Data section start

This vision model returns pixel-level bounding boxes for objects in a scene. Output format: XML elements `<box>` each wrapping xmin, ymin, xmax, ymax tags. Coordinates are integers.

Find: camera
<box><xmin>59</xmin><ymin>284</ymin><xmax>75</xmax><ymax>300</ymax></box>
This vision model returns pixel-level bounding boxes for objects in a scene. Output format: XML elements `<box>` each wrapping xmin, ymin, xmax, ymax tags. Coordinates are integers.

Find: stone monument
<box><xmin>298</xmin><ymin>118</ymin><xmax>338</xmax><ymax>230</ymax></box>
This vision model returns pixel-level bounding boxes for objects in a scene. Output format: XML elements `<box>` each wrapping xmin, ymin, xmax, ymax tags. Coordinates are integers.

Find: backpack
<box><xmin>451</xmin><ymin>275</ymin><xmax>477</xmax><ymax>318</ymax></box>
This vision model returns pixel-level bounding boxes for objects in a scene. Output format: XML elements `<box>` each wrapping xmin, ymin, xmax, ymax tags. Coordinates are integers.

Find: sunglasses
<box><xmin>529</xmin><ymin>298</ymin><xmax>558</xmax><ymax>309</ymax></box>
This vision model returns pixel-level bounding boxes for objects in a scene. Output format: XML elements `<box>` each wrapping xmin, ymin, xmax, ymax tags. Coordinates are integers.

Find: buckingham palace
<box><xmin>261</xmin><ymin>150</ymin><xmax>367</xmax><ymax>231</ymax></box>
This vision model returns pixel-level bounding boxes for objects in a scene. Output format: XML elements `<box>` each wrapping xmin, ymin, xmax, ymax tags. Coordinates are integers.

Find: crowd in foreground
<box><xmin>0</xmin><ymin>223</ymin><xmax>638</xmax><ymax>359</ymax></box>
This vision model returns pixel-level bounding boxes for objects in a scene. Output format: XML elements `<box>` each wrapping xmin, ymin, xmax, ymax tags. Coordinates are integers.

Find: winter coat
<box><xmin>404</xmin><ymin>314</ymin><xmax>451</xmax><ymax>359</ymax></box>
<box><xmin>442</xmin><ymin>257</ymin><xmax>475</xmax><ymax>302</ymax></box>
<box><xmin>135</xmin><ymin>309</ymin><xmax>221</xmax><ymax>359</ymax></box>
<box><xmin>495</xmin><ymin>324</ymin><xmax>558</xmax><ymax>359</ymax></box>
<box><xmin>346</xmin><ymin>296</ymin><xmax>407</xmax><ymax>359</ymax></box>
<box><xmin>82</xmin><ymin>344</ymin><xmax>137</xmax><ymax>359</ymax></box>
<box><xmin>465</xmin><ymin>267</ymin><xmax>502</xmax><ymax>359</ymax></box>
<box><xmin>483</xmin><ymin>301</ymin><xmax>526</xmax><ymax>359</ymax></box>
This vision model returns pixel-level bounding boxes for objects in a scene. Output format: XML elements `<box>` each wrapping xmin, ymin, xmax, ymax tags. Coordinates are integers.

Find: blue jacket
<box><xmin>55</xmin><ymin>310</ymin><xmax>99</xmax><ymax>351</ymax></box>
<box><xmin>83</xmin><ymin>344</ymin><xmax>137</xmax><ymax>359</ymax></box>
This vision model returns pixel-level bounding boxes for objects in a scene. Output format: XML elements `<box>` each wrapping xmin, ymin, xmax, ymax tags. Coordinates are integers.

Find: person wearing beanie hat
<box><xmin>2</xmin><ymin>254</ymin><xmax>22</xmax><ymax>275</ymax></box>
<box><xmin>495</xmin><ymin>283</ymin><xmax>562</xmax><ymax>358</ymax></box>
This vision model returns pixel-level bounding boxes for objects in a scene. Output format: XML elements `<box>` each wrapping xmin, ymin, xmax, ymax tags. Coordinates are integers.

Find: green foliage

Data section end

* [Task instructions]: Copy the lines above exactly, beginning at the line containing "Find: person wearing beanie hat" and stopping at the last line.

* [Response to the exercise]:
Find: person wearing beanie hat
<box><xmin>2</xmin><ymin>254</ymin><xmax>22</xmax><ymax>275</ymax></box>
<box><xmin>495</xmin><ymin>283</ymin><xmax>562</xmax><ymax>358</ymax></box>
This vision model returns pixel-level bounding boxes for objects in a scene. Output format: XML elements `<box>` each wrapping xmin, ymin, xmax, ymax tags. Coordinates are integers.

Find: green foliage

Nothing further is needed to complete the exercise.